TASK GOAL: If a line in the data below holds the word "when", copy it.

EXERCISE DATA:
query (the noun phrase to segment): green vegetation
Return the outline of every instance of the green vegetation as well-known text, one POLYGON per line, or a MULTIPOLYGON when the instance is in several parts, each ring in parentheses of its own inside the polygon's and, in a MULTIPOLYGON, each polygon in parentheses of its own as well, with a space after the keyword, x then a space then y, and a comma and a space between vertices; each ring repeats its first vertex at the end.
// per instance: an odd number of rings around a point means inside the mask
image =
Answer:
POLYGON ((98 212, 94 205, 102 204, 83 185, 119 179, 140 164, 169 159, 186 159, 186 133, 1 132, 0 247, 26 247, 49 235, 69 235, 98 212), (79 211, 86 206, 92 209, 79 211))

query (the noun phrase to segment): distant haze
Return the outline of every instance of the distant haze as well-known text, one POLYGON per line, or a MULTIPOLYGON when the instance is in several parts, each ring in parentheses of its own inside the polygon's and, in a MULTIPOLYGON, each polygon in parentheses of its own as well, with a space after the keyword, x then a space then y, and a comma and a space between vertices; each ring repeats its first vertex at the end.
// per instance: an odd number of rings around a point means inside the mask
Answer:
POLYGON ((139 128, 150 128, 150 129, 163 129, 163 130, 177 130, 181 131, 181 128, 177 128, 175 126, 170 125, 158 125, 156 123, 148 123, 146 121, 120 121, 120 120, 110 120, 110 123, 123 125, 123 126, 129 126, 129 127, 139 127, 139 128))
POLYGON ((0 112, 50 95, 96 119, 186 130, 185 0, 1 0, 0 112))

RESULT OF THE EXERCISE:
Return the outline of every instance of the green vegetation as well-known text, one POLYGON per line, or a MULTIPOLYGON when the instance is in several parts, each ring in parentheses of its own inside the polygon's and, in a MULTIPOLYGON, each polygon in parentheses of its own as well, with a space after the keyword, x then a space then y, and a comma and a space between vertices; each ring repeats its first vertex at the end.
Return the outline of every instance of the distant haze as well-known text, one POLYGON per line, or a MULTIPOLYGON when the instance is in several parts, each ring in parentheses of its own inside the polygon's and, in a MULTIPOLYGON, each polygon in parentheses of its own as well, with a space after the keyword, x then a space then y, and a comma and a space between vertices; each ring repeats its first vertex at the end.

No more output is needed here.